The problem: Please show every line of the items below that contains the word "white" and copy each such line in full. Matching is case-sensitive.

Extracted entries:
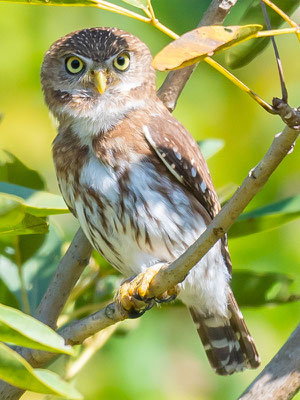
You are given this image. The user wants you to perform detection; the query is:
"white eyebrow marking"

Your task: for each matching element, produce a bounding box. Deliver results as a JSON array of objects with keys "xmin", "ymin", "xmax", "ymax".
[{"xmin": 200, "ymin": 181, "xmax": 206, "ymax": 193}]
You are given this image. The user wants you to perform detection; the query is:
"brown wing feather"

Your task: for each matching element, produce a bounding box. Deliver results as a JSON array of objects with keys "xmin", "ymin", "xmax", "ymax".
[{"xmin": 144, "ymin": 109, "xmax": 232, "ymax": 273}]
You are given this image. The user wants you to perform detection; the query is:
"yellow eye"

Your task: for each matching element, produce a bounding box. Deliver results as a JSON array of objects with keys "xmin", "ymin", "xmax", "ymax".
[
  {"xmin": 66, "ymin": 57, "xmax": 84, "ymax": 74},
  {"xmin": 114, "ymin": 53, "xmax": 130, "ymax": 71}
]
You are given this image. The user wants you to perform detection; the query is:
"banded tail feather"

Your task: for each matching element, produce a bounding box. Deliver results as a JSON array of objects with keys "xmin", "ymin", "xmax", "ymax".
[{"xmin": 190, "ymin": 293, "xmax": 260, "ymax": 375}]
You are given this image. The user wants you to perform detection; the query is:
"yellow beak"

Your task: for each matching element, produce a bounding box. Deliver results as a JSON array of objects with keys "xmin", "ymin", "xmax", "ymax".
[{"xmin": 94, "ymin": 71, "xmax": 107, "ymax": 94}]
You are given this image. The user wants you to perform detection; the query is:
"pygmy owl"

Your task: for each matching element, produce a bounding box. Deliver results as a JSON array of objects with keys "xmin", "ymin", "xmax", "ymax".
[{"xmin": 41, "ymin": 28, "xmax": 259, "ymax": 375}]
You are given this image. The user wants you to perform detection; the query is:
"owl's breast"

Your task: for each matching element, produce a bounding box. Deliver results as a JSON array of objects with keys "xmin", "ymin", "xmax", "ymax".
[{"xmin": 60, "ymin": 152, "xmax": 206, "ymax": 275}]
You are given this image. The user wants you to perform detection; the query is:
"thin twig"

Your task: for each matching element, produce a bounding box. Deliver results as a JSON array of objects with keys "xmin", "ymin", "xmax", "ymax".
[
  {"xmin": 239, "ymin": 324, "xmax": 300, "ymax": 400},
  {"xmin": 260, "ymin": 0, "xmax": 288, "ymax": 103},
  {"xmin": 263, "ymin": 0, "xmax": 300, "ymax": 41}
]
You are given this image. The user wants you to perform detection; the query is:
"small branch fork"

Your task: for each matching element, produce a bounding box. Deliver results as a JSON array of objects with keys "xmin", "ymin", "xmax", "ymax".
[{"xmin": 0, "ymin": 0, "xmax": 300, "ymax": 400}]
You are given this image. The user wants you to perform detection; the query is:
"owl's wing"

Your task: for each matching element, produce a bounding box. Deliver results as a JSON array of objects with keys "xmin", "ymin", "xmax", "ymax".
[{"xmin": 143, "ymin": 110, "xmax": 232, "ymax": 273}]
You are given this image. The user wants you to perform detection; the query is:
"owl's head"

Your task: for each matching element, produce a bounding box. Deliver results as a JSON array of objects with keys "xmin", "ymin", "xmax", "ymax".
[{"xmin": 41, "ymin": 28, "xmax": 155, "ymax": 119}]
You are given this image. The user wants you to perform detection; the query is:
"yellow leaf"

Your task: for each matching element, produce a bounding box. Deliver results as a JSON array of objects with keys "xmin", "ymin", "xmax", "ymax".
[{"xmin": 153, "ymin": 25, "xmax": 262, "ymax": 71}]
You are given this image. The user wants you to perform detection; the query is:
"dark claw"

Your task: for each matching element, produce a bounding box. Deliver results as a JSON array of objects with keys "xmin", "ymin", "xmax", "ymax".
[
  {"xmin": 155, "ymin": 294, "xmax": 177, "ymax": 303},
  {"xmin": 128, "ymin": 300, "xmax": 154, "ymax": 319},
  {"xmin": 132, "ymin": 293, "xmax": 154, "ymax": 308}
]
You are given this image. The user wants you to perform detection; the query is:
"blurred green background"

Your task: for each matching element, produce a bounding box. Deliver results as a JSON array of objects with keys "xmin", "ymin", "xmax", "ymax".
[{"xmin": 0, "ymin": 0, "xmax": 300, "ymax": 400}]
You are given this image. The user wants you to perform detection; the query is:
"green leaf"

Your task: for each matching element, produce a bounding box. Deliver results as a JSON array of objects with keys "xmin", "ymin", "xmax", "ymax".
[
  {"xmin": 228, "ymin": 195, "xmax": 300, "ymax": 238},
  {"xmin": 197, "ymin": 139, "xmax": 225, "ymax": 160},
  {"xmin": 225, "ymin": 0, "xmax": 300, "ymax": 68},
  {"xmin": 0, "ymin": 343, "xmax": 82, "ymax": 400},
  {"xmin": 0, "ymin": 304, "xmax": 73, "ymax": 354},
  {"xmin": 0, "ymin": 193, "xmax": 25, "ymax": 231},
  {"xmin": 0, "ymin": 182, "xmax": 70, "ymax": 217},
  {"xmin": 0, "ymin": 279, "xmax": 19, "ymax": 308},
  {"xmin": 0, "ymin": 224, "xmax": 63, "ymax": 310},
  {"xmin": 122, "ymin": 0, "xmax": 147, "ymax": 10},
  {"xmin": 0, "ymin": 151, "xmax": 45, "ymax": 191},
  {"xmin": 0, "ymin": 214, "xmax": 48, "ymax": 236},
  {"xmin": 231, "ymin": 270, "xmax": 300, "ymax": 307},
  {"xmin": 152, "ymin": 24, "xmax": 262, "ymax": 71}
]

==

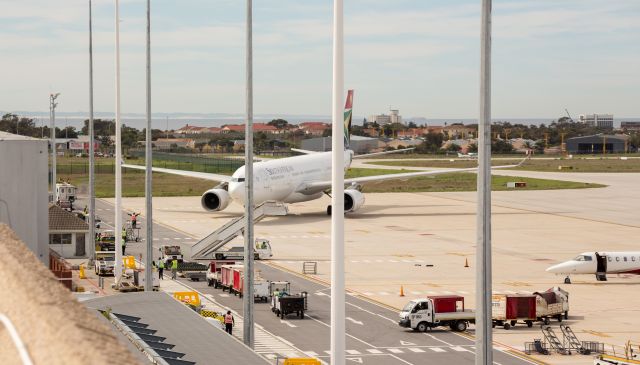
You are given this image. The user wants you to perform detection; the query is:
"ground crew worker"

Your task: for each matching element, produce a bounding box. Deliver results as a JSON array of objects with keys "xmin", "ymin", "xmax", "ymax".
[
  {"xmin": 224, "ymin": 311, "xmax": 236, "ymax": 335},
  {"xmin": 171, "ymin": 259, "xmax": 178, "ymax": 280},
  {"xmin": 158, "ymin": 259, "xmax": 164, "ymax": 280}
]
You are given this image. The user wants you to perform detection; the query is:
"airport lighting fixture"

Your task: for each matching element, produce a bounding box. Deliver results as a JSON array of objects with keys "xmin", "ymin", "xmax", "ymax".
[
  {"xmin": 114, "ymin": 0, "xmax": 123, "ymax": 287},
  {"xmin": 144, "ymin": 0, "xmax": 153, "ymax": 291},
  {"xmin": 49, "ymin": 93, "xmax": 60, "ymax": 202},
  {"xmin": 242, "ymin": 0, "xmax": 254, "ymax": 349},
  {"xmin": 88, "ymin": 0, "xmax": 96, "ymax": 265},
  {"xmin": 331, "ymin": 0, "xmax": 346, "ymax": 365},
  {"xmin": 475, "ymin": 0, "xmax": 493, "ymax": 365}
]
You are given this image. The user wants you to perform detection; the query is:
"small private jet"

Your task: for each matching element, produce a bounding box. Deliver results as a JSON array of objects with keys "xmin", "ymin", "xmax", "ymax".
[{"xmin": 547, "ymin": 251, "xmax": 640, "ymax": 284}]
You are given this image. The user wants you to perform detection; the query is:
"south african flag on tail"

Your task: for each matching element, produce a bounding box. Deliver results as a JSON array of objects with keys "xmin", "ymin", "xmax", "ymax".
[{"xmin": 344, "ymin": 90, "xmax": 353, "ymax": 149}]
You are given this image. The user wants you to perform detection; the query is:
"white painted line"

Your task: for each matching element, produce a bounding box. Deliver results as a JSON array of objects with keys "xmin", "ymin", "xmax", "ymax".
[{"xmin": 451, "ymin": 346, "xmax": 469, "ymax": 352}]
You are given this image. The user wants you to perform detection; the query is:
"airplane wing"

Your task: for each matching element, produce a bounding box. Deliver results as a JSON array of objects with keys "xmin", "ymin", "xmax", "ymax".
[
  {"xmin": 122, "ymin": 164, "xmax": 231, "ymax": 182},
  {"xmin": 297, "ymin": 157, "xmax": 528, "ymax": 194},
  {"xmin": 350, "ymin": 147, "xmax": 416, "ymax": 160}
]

---

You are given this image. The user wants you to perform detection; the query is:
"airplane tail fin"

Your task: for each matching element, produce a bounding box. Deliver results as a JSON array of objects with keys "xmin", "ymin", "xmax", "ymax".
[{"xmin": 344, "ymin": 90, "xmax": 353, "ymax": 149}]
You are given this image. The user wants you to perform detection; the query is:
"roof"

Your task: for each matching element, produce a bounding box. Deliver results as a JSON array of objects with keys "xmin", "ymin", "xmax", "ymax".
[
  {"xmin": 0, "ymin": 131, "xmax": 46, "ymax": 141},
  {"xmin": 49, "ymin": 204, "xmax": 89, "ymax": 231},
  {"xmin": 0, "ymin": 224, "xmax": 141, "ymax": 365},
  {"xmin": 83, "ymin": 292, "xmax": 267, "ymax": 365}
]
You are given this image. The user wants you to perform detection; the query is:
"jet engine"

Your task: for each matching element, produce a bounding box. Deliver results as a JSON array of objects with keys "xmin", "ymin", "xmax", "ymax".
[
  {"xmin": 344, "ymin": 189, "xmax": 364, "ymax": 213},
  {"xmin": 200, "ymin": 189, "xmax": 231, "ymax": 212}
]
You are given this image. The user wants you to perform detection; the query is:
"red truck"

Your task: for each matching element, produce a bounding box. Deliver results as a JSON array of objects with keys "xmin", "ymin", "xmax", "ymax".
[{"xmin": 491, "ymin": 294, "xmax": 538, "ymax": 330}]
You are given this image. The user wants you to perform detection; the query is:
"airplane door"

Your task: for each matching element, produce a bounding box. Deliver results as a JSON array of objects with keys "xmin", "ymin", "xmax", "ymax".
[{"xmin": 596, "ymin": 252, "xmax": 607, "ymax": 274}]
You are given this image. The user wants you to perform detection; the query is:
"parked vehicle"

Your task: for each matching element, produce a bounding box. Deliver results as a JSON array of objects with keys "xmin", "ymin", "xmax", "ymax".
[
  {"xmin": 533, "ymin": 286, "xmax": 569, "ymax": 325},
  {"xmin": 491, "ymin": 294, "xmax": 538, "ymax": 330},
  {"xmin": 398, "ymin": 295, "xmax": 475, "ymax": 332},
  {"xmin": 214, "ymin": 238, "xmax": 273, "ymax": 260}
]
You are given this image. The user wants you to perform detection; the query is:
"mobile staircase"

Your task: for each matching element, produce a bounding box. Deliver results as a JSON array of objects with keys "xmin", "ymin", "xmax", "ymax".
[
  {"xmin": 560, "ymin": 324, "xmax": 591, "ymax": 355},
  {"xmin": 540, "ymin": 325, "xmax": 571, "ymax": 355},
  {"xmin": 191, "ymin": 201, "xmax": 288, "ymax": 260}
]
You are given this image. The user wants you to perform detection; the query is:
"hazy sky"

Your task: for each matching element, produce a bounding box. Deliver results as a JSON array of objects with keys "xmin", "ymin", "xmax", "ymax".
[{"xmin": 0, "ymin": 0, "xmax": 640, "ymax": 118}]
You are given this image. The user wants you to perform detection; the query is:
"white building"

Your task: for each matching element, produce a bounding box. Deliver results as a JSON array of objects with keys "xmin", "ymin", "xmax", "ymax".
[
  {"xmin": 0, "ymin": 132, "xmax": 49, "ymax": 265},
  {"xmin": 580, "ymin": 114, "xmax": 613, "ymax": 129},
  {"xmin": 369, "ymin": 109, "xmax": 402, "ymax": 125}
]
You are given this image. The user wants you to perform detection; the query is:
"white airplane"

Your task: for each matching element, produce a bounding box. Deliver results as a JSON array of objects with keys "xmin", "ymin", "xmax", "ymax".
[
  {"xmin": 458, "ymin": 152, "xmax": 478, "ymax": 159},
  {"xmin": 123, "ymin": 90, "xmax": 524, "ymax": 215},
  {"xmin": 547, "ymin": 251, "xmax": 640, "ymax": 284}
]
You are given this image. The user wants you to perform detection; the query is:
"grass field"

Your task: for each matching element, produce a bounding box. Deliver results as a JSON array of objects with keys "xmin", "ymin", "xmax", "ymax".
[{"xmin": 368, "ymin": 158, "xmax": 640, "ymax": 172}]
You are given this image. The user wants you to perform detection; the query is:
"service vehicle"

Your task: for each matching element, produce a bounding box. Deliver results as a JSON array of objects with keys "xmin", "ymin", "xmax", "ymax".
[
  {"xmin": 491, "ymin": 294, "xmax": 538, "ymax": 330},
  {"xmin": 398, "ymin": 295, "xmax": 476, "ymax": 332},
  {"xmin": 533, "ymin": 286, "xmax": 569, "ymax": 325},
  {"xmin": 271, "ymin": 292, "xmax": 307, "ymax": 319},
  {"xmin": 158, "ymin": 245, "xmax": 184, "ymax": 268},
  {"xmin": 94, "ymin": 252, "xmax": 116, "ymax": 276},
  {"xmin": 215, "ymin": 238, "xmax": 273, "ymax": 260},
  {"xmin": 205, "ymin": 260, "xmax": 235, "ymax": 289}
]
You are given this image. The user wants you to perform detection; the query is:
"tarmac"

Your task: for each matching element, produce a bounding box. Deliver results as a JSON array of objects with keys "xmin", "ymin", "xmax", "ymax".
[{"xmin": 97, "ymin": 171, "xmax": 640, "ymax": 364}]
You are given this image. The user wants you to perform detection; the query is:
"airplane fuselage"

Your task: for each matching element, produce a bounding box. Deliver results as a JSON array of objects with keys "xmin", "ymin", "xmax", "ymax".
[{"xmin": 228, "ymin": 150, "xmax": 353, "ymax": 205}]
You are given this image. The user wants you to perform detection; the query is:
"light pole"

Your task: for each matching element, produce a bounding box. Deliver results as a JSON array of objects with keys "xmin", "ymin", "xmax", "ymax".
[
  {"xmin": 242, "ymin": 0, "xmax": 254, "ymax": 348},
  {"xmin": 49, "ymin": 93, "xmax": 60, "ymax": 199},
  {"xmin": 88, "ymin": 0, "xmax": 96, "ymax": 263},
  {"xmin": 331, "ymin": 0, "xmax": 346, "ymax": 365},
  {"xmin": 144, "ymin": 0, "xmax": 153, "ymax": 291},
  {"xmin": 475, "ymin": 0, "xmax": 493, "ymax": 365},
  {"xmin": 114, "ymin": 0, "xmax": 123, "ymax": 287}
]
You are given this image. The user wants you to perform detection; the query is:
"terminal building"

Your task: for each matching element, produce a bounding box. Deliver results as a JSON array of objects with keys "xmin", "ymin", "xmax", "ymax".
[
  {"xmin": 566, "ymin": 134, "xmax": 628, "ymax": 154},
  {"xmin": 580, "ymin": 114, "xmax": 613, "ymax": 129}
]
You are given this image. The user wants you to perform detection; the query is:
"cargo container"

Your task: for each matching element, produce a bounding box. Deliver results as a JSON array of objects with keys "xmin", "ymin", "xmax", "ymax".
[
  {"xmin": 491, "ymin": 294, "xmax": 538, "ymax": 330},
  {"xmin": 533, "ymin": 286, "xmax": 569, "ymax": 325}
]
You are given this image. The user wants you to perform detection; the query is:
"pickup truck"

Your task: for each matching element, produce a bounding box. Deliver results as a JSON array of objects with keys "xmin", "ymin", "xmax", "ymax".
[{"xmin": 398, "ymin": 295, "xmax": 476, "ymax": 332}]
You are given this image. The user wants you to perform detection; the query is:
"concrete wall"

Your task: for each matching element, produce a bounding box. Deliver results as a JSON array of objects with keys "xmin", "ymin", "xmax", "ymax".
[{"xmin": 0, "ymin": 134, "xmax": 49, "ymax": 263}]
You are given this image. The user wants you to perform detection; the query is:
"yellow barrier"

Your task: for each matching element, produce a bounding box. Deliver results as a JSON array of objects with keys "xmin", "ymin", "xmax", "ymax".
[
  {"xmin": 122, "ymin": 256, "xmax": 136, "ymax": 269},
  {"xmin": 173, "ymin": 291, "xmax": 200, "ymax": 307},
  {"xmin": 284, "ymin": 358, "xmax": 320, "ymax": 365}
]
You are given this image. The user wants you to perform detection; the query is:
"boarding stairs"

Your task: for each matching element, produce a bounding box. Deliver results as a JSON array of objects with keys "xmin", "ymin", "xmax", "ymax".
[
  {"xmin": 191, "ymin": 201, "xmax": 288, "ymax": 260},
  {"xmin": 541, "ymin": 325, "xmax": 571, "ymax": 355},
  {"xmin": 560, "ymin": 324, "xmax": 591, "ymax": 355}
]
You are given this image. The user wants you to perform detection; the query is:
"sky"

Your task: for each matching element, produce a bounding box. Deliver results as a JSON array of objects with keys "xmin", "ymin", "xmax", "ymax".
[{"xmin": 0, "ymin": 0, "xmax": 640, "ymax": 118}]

The output:
"white eyebrow marking"
"white painted line"
"white building"
"white airplane"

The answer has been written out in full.